(Your objective): Can you lay out every line of the records below as a JSON list of strings, one string per line, with blank lines and the pictures left out?
####
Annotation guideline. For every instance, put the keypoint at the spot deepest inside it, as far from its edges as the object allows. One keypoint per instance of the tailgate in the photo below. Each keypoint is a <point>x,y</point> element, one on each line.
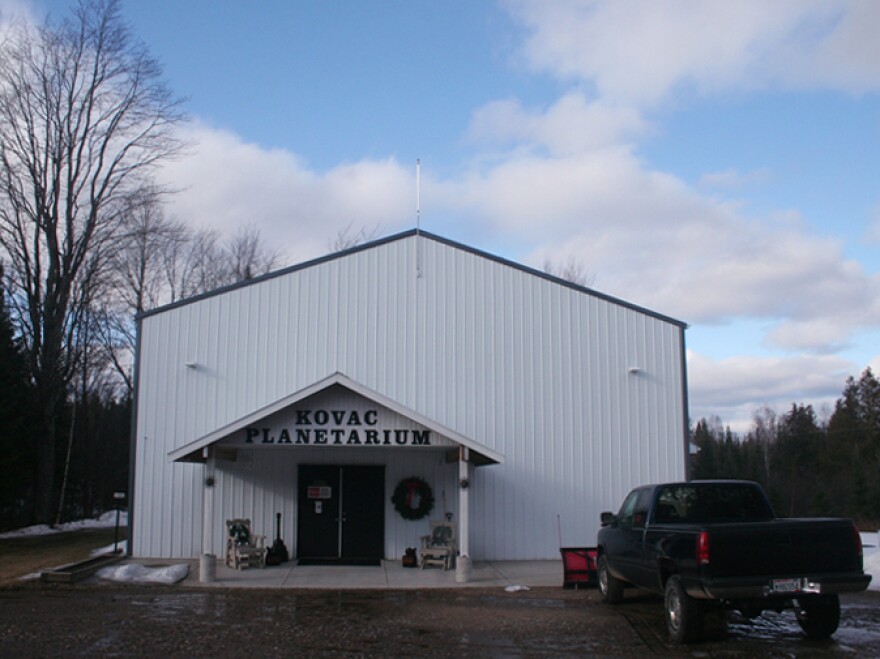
<point>783,546</point>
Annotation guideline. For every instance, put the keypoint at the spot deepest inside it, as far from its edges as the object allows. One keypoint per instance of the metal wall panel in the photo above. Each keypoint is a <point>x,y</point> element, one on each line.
<point>534,369</point>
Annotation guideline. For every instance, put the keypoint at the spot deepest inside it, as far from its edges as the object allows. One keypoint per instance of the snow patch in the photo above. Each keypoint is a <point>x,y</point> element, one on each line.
<point>137,573</point>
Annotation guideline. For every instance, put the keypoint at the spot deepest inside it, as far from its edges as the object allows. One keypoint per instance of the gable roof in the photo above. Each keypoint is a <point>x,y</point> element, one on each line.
<point>401,236</point>
<point>192,452</point>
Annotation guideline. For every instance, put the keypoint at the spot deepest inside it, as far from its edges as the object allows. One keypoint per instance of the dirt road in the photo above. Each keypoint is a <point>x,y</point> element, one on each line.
<point>113,620</point>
####
(Response):
[
  "Annotation guideline. For every instance, put the keypoint at the spot deepest inside it, as far from its edges as the object allows. One keypoint per instance of the tailgate in the photo below. Each keypoint is a <point>x,y</point> element, one on each line.",
  "<point>783,546</point>",
  "Annotation guideline. For every instance, put the keypoint at the spot deepest inside it, as far from its edges as the object allows. One keypoint per instance of the metal wall panel in the photo above. Each keypoint is a <point>x,y</point> element, one on each line.",
  "<point>534,369</point>",
  "Annotation guideline. For every instance, put the keypoint at the spot deepest inside it, as far from its edges as the object allows. One keypoint per instance of the snow patch in the photo above. Each keypoint is a <point>x,y</point> element, one on each line.",
  "<point>137,573</point>",
  "Annotation guideline. For every instance, put the keypoint at the spot deepest inside it, as far from its edges as the object allows. One keypoint per instance of the gable roof in the photo above. Each keypoint is a <point>x,y</point> element, one on each line.",
  "<point>401,236</point>",
  "<point>192,452</point>",
  "Annotation guideline. For every instance, put the keypoint at the spot deepest inside it, as far from its edges as the object allows. One keypoint per instance of the dirt road in the photo above. Each keypoint is a <point>x,y</point> element, one on each line.",
  "<point>113,620</point>"
]